三菱HCキャピタルグループは、経営理念の実現やグローバルにおいて事業を展開する上で、人権、労働への配慮は重要な課題と認識しており、社会におけるすべての人権を尊重し、事業活動を行うよう努めています。

人権方針

当社が国際的に認められている人権に関連する基準等に配慮した事業活動に自主的、継続的に取り組むための方針を定め、グローバル企業に期待される人権尊重の責任を果たします。

人権に対する基本的な考え方

当社グループでは、倫理綱領・行動規範で「人権および環境の尊重」を掲げ、行動規範の「人権の尊重」においては、「人間性の尊重という基本精神に立ち、性別、性的指向、年齢、国籍、人種、民族、思想、信条、宗教、社会的身分、門地、疾病、障がいなどによる差別や人権侵害を行いません。」と宣言しています。
また、「世界人権宣言」、「国際人権規約(自由権規約、社会権規約)」、「ビジネスと人権に関する指導原則(ラギー・フレームワーク)」、「労働における基本的原則および権利に関するILO宣言」など、人権、労働、環境、腐敗防止などに関する国際的規範の考え方を尊重、支持しています。これらの人権に関する基本的な考え方のもと、すべてのステークホルダーの人権尊重に努めます。

→ データセット:
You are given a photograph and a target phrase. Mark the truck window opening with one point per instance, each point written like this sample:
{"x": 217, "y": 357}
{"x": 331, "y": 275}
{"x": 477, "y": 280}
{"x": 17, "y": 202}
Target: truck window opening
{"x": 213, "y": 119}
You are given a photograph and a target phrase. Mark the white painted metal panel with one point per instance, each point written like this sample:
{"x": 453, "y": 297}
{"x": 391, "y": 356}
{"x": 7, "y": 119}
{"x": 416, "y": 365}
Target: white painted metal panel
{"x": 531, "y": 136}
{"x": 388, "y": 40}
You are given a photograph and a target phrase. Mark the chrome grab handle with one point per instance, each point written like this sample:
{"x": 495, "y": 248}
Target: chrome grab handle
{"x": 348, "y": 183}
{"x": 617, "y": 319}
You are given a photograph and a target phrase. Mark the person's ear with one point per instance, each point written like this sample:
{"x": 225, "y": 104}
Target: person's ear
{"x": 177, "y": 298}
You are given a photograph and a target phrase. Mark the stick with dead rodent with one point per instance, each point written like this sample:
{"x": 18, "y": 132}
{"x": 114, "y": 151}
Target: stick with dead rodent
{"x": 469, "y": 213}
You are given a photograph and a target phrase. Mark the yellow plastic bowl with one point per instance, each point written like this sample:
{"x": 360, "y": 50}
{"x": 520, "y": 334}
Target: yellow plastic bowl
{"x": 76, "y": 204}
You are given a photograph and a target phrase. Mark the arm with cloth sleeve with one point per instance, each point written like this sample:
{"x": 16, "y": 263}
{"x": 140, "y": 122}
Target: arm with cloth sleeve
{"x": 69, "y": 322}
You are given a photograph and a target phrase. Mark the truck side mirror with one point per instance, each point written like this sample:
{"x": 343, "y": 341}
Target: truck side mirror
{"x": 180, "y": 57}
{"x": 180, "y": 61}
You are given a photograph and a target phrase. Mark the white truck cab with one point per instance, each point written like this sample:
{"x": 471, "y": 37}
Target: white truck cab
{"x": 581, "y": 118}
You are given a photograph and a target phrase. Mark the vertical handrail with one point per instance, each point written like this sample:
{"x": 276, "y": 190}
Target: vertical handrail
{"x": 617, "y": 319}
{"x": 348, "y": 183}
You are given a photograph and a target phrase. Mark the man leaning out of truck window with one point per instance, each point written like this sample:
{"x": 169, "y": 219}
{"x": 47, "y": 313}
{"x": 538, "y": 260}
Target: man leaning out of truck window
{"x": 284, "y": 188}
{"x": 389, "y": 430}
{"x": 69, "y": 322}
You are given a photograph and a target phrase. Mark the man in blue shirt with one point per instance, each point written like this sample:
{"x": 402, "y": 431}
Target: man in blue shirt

→ 作業内容:
人権方針の文書について、次の問いに答えてください。
(a) 三菱HCキャピタルグループは、人権と労働への配慮をどのようなものと認識していますか?
(b) 倫理綱領・行動規範では何を掲げていますか?
(c) 「ビジネスと人権に関する指導原則」の括弧内に示されている名称は何ですか?

→ 解答:
(a) 重要な課題
(b) 「人権および環境の尊重」
(c) ラギー・フレームワーク